引用文:

++++++++

下谷くんの話
「服の概念がない下谷さん」というラジオCMで、
2021年のTCC最高新人賞をいただいてしまったのですが、下谷さんにはモデルがいます。
下谷くんという幼馴染の友人です。ラジオの声も本人が演じています。
下谷くんの声は、なんと言ったらいいのでしょう。大型草食獣みたいな強くてやわらかい声なのに、子どもの発声のようにスコーンと通る感じがあって大好きです。そんなわけでここぞという時にラジオやTVCMのナレーションをお願いしています。
下谷くんが魅力的なのは、声だけではありません。
「イエスタデイって、今日やんな?」
とメールで聞いてきたこともあります。
私が夜に犬の散歩をしていたら、公園から「ドスっドスっ」と鈍い音が響いてきたので「丑三つ時的なヤツ……?」と恐る恐る覗いてみると、下谷くんが道着を着て木を殴っていたこともあります。
中学校のシャトルラン(ピアノの音階にあわせて体育館を往復する体力テスト)では、シャトルランのルールがよくわからず、すぐに失格になってしまい、体力テストなのに知力テストになってしまったこともあったそうです。
この前も私の家に下谷くんが来てくれたのですが、私の子どもの恐竜のおもちゃを見て下谷くんが「これ、名前なんやっけ?」と聞いてきました。なんか様子がおかしいなと思って詳細聞いてみると、「恐竜」という単語が思い出せないようでした。しばらく悩んだ末に
「ゾウ?」

++++++++

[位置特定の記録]
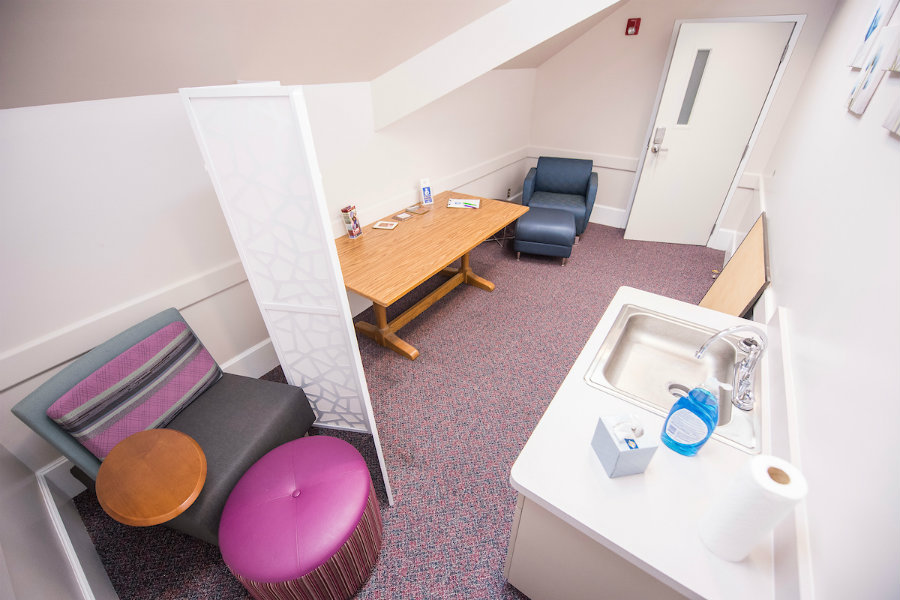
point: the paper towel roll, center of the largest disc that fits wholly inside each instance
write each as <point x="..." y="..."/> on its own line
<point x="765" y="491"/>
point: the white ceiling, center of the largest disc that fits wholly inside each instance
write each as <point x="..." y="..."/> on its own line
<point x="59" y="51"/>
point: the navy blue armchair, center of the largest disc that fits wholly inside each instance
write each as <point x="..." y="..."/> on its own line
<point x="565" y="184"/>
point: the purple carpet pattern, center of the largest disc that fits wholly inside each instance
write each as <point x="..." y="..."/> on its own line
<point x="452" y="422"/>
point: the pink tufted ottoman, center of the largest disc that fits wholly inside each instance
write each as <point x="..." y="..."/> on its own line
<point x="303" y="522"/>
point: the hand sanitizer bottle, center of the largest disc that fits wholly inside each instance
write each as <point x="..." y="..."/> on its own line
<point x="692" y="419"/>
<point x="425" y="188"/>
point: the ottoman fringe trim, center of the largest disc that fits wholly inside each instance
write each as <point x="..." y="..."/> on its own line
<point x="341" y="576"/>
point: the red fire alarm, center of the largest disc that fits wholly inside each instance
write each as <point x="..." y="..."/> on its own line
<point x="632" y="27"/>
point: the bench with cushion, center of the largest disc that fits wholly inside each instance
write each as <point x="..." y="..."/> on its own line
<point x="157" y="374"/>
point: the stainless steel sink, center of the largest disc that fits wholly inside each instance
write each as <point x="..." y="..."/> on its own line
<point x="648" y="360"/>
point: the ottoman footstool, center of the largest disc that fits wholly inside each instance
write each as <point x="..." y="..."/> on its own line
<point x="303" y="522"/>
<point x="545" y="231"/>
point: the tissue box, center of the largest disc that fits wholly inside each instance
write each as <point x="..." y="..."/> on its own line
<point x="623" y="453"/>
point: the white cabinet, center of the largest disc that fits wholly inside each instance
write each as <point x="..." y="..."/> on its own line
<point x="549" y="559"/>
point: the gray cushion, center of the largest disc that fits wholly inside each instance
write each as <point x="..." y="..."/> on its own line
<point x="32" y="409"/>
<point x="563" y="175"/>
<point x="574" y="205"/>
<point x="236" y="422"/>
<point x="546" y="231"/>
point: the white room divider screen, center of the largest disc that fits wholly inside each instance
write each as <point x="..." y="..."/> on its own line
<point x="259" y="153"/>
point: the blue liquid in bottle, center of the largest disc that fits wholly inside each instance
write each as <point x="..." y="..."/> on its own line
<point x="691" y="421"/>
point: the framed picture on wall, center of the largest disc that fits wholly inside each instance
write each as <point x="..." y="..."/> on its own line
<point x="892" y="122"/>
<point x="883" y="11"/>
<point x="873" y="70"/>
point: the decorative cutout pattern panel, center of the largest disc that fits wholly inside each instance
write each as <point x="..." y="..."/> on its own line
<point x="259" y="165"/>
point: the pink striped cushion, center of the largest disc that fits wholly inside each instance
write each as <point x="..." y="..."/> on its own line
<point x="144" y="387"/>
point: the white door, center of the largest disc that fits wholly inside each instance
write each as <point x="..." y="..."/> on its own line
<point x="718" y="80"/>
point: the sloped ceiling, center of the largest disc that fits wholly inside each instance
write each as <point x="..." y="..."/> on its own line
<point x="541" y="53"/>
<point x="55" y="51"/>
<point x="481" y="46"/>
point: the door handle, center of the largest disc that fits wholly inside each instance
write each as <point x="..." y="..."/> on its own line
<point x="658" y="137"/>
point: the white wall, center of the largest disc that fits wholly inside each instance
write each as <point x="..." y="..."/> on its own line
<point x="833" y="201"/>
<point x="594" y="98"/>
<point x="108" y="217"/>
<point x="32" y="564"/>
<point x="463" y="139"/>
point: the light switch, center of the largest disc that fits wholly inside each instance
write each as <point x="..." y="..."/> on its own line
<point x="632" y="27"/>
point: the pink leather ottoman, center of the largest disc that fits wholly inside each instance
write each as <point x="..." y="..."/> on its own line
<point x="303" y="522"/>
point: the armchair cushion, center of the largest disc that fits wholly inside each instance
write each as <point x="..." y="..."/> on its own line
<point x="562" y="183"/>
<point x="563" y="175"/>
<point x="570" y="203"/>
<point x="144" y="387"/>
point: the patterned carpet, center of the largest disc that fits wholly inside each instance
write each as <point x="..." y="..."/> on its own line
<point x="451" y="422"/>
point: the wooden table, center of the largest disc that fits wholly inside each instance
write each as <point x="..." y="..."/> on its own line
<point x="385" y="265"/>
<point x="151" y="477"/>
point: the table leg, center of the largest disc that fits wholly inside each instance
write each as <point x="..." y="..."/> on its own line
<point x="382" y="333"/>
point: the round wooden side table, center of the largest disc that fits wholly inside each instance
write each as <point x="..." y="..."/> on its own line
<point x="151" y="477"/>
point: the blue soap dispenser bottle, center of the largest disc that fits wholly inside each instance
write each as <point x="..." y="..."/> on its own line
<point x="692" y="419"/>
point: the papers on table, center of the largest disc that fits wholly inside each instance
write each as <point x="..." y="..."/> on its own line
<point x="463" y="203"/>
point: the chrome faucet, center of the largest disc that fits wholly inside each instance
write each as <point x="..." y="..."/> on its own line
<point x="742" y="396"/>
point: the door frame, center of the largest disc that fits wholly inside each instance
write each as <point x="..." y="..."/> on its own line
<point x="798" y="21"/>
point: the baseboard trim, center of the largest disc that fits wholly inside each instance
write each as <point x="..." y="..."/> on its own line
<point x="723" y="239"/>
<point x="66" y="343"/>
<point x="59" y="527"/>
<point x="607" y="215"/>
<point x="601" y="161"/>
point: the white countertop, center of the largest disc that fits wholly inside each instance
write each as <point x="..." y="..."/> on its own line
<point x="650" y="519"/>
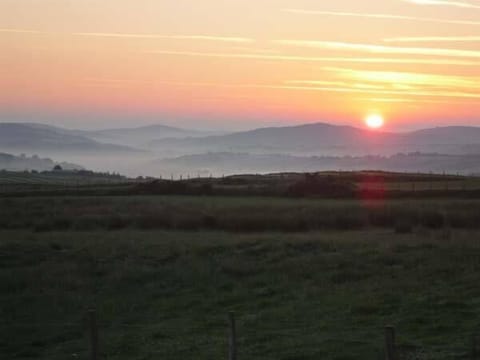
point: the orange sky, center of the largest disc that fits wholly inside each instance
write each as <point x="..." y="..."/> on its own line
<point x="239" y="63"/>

++++++++

課題:
引用文の「私が夜に犬の散歩をしていたら」から「まったこともあったそうです。」までを、「道着」を「ジャージ」に置き換えて書き直す。 項目はこの作業には関係しない。

回答:
私が夜に犬の散歩をしていたら、公園から「ドスっドスっ」と鈍い音が響いてきたので「丑三つ時的なヤツ……?」と恐る恐る覗いてみると、下谷くんがジャージを着て木を殴っていたこともあります。
中学校のシャトルラン(ピアノの音階にあわせて体育館を往復する体力テスト)では、シャトルランのルールがよくわからず、すぐに失格になってしまい、体力テストなのに知力テストになってしまったこともあったそうです。